§ **WORK ITEM**
Below is a listing with pictures. Repeat exactly the lines starting at the one holding "Where can the fruit" and going on through the one holding "Reviewer note: every instance of the necktie", and leave every picture out.

§ **DATA EXTRACTS**

━━━

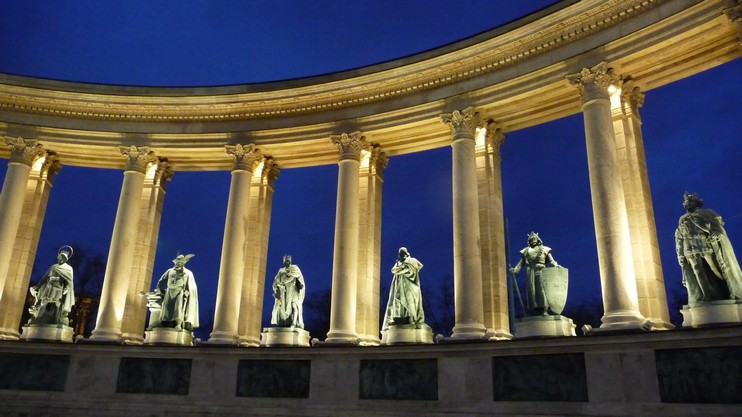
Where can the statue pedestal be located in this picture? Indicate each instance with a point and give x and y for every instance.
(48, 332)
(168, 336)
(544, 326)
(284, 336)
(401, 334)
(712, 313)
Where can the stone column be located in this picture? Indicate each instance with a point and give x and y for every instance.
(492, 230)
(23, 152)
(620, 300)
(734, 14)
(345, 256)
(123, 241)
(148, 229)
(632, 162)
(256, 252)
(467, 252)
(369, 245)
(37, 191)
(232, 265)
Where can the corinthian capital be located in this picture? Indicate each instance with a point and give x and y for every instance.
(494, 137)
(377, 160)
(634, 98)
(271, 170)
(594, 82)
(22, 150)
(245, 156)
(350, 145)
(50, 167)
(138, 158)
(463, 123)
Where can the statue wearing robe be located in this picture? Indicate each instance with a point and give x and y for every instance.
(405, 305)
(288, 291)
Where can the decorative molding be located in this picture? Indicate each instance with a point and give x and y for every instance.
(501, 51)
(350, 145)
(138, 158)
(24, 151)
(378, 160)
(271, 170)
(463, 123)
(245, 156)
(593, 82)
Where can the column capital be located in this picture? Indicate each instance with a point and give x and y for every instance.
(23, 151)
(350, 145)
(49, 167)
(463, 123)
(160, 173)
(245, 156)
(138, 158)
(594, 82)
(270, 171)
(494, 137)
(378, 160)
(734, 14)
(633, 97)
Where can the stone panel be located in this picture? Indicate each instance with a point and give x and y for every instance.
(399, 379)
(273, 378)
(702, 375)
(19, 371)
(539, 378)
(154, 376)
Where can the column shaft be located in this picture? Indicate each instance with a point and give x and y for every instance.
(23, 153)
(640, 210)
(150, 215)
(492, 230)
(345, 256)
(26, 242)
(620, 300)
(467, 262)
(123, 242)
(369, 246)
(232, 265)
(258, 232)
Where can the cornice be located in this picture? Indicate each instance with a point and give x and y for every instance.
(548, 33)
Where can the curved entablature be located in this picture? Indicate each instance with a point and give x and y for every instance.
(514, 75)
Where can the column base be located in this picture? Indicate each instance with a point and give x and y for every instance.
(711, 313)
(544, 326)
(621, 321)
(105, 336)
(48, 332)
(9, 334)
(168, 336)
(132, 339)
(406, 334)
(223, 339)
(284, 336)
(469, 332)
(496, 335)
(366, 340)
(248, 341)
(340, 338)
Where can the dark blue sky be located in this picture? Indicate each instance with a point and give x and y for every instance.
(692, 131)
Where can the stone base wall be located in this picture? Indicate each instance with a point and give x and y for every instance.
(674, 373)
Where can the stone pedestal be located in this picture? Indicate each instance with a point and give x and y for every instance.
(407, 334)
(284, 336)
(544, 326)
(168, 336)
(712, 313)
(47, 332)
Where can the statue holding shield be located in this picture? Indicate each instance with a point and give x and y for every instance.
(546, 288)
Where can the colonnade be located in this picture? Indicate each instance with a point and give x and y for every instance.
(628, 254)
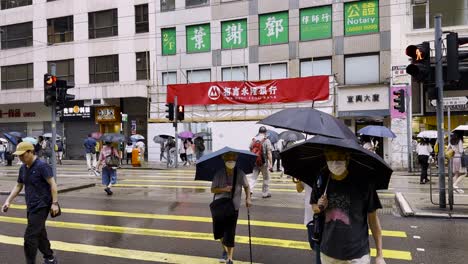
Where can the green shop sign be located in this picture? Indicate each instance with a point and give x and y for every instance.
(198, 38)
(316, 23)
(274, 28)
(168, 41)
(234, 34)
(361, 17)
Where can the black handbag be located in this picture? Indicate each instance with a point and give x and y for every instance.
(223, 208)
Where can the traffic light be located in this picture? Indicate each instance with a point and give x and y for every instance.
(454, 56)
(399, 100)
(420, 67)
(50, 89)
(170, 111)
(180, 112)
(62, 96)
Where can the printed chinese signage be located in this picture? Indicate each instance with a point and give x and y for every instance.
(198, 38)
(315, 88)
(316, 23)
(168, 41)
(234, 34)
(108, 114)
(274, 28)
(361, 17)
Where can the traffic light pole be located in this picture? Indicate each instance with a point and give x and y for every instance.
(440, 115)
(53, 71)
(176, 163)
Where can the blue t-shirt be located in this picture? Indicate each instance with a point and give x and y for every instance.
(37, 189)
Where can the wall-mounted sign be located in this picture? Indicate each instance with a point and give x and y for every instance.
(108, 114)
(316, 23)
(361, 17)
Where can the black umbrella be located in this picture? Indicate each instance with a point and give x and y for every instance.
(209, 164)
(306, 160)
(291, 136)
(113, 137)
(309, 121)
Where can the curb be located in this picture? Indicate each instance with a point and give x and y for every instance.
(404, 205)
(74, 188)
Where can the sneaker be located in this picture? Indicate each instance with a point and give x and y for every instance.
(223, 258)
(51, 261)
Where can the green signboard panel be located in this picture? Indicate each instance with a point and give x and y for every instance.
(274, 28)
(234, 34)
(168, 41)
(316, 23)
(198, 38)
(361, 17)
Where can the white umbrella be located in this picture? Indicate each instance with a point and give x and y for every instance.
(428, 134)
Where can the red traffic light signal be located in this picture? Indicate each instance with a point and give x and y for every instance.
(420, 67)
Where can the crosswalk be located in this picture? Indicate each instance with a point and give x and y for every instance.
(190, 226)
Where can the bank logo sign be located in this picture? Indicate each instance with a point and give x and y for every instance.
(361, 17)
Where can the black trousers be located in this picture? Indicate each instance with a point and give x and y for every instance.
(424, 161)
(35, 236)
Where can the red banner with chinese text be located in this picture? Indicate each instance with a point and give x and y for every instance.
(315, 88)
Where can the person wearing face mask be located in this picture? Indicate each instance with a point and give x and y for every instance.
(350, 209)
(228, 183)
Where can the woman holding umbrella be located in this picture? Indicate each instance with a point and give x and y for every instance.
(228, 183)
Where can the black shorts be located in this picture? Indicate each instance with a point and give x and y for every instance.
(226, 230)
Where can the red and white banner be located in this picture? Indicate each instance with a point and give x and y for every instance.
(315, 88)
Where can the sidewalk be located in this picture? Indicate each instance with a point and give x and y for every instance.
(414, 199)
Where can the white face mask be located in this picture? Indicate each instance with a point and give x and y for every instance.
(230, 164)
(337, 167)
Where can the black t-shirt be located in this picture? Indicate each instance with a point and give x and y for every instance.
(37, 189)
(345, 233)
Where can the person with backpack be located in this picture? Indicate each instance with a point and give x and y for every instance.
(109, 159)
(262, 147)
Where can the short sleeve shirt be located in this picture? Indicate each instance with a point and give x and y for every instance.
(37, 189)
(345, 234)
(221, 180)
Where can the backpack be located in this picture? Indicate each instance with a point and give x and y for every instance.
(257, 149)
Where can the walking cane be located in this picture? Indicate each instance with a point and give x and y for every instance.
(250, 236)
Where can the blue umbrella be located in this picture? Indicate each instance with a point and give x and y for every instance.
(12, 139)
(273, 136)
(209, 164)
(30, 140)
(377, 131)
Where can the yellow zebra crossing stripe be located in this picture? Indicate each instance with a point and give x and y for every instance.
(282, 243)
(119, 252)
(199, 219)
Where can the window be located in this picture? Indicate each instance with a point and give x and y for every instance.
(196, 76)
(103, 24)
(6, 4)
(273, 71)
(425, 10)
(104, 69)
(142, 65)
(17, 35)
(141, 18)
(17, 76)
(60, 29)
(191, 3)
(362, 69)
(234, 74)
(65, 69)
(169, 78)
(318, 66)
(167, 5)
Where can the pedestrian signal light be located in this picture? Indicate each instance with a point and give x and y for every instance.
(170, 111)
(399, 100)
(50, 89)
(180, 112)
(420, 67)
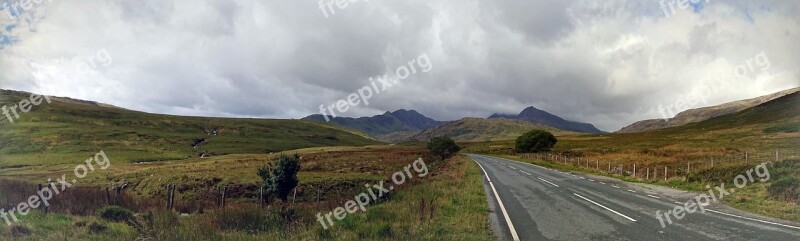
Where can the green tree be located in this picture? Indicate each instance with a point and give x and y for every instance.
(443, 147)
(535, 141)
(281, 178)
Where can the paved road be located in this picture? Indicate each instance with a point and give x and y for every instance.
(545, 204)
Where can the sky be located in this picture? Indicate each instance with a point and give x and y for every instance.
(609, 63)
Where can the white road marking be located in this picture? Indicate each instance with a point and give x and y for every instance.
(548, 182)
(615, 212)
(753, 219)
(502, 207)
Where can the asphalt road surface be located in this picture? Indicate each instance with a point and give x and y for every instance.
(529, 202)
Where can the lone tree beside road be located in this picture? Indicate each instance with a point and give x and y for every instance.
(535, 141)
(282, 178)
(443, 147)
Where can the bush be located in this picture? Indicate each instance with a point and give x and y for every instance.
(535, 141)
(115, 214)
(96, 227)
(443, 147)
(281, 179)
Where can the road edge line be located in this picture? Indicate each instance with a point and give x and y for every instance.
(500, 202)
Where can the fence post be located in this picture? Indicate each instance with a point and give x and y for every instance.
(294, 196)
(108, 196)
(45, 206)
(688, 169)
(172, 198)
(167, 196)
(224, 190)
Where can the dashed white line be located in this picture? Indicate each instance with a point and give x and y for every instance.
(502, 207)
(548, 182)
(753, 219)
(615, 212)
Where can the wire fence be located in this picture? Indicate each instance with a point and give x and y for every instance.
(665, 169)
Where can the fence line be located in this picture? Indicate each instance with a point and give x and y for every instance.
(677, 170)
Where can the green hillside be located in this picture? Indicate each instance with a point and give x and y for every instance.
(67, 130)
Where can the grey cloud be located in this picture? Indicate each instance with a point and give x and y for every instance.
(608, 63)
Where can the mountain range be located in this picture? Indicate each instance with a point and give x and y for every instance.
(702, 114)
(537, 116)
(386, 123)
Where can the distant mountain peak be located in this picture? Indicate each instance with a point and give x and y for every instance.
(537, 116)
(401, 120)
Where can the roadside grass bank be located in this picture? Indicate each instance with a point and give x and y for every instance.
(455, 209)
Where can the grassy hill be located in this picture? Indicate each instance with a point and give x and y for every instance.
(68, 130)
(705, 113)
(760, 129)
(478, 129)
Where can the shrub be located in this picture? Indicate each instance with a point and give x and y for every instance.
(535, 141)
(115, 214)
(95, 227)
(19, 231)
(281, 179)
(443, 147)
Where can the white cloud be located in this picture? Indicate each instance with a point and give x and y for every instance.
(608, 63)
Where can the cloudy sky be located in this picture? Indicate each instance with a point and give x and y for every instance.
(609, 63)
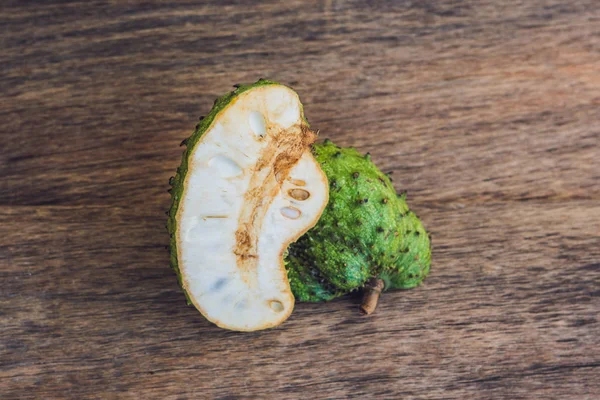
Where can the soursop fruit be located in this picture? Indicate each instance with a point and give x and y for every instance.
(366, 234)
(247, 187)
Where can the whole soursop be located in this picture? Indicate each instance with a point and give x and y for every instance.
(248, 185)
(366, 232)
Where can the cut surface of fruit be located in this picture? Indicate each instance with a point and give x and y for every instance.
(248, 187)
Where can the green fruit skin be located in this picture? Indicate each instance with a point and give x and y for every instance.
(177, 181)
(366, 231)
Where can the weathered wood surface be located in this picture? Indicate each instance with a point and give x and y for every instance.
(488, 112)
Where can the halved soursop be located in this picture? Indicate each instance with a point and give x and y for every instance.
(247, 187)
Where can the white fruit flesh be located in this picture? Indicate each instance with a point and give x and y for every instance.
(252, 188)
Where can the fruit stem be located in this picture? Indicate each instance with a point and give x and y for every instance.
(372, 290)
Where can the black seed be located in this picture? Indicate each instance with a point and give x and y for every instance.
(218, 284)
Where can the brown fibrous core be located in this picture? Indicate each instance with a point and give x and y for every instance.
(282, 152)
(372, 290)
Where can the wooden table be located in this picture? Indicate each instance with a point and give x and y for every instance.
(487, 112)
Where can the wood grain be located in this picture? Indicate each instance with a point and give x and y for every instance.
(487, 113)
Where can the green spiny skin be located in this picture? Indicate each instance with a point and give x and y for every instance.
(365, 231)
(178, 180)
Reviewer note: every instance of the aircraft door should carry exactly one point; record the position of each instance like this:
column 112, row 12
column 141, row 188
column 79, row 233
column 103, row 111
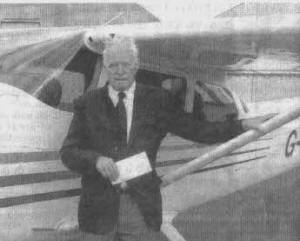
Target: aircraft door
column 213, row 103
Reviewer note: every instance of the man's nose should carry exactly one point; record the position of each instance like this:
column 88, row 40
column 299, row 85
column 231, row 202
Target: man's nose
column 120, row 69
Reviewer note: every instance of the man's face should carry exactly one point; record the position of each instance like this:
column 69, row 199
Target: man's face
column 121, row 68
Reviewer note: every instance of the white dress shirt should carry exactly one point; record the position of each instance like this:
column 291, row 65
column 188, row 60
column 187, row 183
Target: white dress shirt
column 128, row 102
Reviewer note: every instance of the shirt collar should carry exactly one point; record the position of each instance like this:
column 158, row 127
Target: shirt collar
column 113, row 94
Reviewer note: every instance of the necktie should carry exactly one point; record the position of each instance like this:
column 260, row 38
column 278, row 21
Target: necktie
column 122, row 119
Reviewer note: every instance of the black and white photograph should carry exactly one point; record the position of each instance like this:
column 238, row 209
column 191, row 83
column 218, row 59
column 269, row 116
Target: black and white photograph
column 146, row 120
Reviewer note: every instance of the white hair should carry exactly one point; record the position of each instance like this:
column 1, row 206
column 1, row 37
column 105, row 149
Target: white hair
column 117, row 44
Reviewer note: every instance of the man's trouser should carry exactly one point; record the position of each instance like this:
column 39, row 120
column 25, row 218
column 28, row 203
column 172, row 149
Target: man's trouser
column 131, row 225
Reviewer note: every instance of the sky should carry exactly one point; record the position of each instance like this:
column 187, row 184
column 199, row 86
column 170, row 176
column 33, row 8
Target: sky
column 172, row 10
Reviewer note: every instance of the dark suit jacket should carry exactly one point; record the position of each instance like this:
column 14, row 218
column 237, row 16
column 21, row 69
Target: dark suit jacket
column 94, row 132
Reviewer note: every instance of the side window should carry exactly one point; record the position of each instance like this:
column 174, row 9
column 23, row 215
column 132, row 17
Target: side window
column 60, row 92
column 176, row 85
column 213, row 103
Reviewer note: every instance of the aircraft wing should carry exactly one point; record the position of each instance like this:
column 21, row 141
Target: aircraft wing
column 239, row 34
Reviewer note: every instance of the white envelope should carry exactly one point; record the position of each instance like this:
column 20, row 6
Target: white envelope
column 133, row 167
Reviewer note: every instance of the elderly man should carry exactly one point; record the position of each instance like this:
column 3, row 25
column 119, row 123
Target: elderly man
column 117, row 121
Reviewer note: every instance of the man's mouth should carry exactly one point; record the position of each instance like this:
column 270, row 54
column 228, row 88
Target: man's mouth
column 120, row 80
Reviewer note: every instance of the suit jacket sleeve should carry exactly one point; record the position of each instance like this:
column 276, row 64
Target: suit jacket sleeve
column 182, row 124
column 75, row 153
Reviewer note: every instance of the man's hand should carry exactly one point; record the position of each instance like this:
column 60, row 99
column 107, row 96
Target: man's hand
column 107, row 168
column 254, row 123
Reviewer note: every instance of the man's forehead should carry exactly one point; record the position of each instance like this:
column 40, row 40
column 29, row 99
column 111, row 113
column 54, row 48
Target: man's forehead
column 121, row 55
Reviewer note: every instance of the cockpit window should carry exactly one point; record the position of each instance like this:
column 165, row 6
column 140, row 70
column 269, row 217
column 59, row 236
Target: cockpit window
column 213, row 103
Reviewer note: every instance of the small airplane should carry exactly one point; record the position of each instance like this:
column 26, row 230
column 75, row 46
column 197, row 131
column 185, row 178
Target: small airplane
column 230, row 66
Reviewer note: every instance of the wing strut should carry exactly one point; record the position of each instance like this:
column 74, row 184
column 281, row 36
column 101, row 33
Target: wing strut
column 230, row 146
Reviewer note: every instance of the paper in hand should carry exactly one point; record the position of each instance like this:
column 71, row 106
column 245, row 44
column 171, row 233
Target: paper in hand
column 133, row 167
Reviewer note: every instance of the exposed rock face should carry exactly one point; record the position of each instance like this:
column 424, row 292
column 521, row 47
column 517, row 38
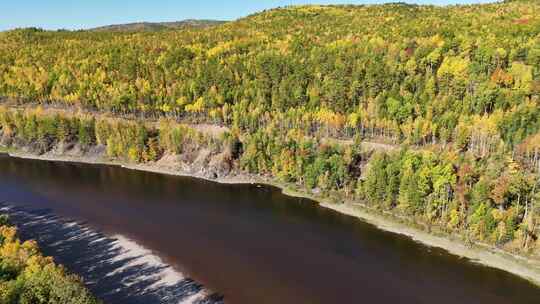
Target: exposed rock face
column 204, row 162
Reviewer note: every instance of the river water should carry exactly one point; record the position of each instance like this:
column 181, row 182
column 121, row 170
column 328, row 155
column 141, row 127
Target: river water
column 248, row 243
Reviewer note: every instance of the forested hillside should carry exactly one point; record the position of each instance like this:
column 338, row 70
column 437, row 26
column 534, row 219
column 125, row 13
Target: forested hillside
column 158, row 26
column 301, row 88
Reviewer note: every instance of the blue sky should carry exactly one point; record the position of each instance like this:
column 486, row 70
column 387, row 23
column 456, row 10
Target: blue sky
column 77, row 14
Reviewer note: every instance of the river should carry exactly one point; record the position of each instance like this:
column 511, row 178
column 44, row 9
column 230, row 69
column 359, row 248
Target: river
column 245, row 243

━━━

§ **SOLUTION BELOW**
Where can the fruit stem be located in this picture? Indicate each instance with a point and give x and y for every instance.
(372, 290)
Where can the black seed be located in this picture? Indicate each instance with a point and give x and y for every instance.
(218, 284)
Where can the brown fibrous core be located in this picture? Indicate each instance with a point and give x and y for every instance.
(282, 152)
(372, 290)
Where can the wooden table be located in this picture? Indicate each instance with a point and give x and y for every instance.
(487, 112)
Where can the wood grain be located in this picture? Indicate each instance with a point and give x and y for every instance.
(487, 113)
Where can the green spiny skin be located in this picture? Indicate each instance with a point and give x and y for every instance.
(365, 231)
(178, 180)
Reviewer note: every instance of the aircraft door should carry exactly one point; record the position of each instance like this:
column 112, row 12
column 141, row 188
column 79, row 233
column 103, row 111
Target: aircraft door
column 213, row 103
Reviewer note: every instance of the man's nose should carry exactly one point; record the position of each instance like this:
column 88, row 40
column 299, row 85
column 231, row 202
Target: man's nose
column 120, row 69
Reviewer note: every instance of the man's face should carry exactly one point; record the position of each instance like this:
column 69, row 199
Target: man's face
column 121, row 68
Reviewer note: every instance of the white dress shirt should carry exactly one point; record the position of each instance like this:
column 291, row 65
column 188, row 60
column 187, row 183
Target: white dress shirt
column 128, row 102
Reviewer note: every instance of the shirt collar should carry exactly one point; record the position of each instance like this:
column 158, row 127
Target: shirt collar
column 113, row 94
Reviewer note: every instance of the necktie should carry exactly one point; record the position of each instance like this:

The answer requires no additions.